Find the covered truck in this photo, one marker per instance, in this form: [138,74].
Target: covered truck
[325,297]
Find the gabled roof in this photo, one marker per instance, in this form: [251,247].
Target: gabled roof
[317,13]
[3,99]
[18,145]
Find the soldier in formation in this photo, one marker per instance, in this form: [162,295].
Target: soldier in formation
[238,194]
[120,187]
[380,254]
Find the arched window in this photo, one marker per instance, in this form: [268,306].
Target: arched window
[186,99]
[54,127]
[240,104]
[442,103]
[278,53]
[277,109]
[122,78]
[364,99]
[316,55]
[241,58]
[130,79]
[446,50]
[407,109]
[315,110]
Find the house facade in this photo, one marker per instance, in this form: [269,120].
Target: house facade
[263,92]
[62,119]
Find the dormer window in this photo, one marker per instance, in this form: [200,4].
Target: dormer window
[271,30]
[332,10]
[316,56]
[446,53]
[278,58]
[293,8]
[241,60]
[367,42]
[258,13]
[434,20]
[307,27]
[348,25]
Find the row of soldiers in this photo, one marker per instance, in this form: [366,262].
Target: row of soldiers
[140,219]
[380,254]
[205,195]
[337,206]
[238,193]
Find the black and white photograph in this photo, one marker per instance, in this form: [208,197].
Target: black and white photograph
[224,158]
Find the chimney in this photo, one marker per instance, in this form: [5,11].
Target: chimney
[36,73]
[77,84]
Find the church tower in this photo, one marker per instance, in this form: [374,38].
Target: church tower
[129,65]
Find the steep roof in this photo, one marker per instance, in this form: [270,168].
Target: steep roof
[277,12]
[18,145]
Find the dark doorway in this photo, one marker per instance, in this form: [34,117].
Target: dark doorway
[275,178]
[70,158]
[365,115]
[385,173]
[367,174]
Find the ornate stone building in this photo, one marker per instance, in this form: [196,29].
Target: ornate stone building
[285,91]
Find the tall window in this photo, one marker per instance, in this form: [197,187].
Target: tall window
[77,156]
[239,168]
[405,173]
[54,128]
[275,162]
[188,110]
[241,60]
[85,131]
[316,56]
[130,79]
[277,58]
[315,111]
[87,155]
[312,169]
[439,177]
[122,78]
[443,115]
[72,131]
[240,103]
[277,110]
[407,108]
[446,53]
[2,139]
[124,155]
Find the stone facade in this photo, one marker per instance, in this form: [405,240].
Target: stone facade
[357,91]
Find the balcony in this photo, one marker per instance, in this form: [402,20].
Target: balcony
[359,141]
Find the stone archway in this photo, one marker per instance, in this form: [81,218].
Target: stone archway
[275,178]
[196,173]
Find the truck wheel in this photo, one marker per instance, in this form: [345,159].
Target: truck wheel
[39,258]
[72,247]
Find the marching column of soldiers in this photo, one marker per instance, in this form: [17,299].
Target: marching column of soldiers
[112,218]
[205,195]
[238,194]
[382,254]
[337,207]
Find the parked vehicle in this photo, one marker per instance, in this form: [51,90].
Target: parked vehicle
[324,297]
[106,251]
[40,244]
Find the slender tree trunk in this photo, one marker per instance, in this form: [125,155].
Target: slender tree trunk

= = = = =

[What to produce]:
Each record above is to be given again without any change to its wording.

[Reply to the task]:
Find the covered truck in this photo, one marker per instance, in this form: [138,74].
Target: covered truck
[325,297]
Find the gabled roof in this photo, one marker per instance, in this form: [251,247].
Target: gabled roof
[317,13]
[3,99]
[18,145]
Find the soldier in formation in this photo, one marker per instance, in this form: [162,295].
Target: soldier in formation
[238,194]
[120,187]
[380,254]
Find the arched window in this photo, one marker per instance, in this form: [268,306].
Target: arched window
[186,99]
[54,127]
[240,104]
[442,103]
[278,53]
[277,109]
[122,78]
[364,99]
[316,55]
[241,58]
[130,79]
[446,50]
[407,109]
[315,110]
Find the house facade in this photo, one marker per instance, in this form: [269,120].
Target: house facade
[263,92]
[62,119]
Find the dormer window in this photo, one marker per instance, in this form: [200,4].
Target: dormer window
[271,30]
[332,10]
[316,56]
[446,53]
[278,58]
[293,8]
[241,60]
[367,42]
[258,13]
[434,20]
[307,27]
[348,25]
Find the row of soldiers in this photo, one marker per instance, in this form: [366,262].
Target: row of soldiers
[140,219]
[380,254]
[205,195]
[337,206]
[238,193]
Find the black and white photograph in this photo, one marker per instance, in this form: [208,197].
Target: black and white photograph
[224,158]
Find the chimney in this photo, one marker per instance, in this form: [5,11].
Target: chimney
[36,73]
[77,84]
Find the church tower in this photo, one marker per instance, in this form: [374,38].
Target: church tower
[129,65]
Find the steep roof in this photo, one marker per instance, in this form: [270,168].
Target: steep roof
[277,12]
[18,145]
Find the dark doorway in this photo, one marker per instance, in this form: [34,117].
Target: dark doorway
[275,178]
[70,158]
[365,115]
[385,173]
[367,174]
Find the ornate stone building in this photo, one marker per instance, in this form: [196,29].
Target: ornate stone building
[285,91]
Find the tall window in this photo, one marker per instance, in this form: [197,187].
Target: tall window
[77,156]
[239,168]
[405,173]
[54,128]
[275,162]
[188,110]
[241,60]
[85,131]
[316,56]
[130,79]
[277,58]
[315,111]
[87,155]
[312,169]
[439,177]
[122,78]
[443,115]
[72,131]
[240,103]
[277,110]
[407,108]
[446,53]
[2,139]
[124,155]
Find the stone facade in this photo, one marker per instance, in this form: [405,240].
Target: stone facade
[357,91]
Find the balcony in this photo, one marker per instance, in this form: [402,20].
Target: balcony
[359,141]
Find the stone archway in this photo, one marker per instance, in this form: [81,218].
Target: stone archway
[275,178]
[196,173]
Find the truck wheel in this photo, one marker per instance, in this form: [345,159].
Target: truck wheel
[39,258]
[72,247]
Find the marching column of soldiers in this photo, one marker per instance, in this form: [17,299].
Target: marching column of soldiers
[112,218]
[205,195]
[238,194]
[382,254]
[337,207]
Find the parked vehicle in this photo, one marker per instance, in this form: [51,90].
Target: parked vehicle
[324,297]
[106,251]
[40,244]
Find the slender tree trunk in this photo, one marker per instance, in this form: [125,155].
Target: slender tree trunk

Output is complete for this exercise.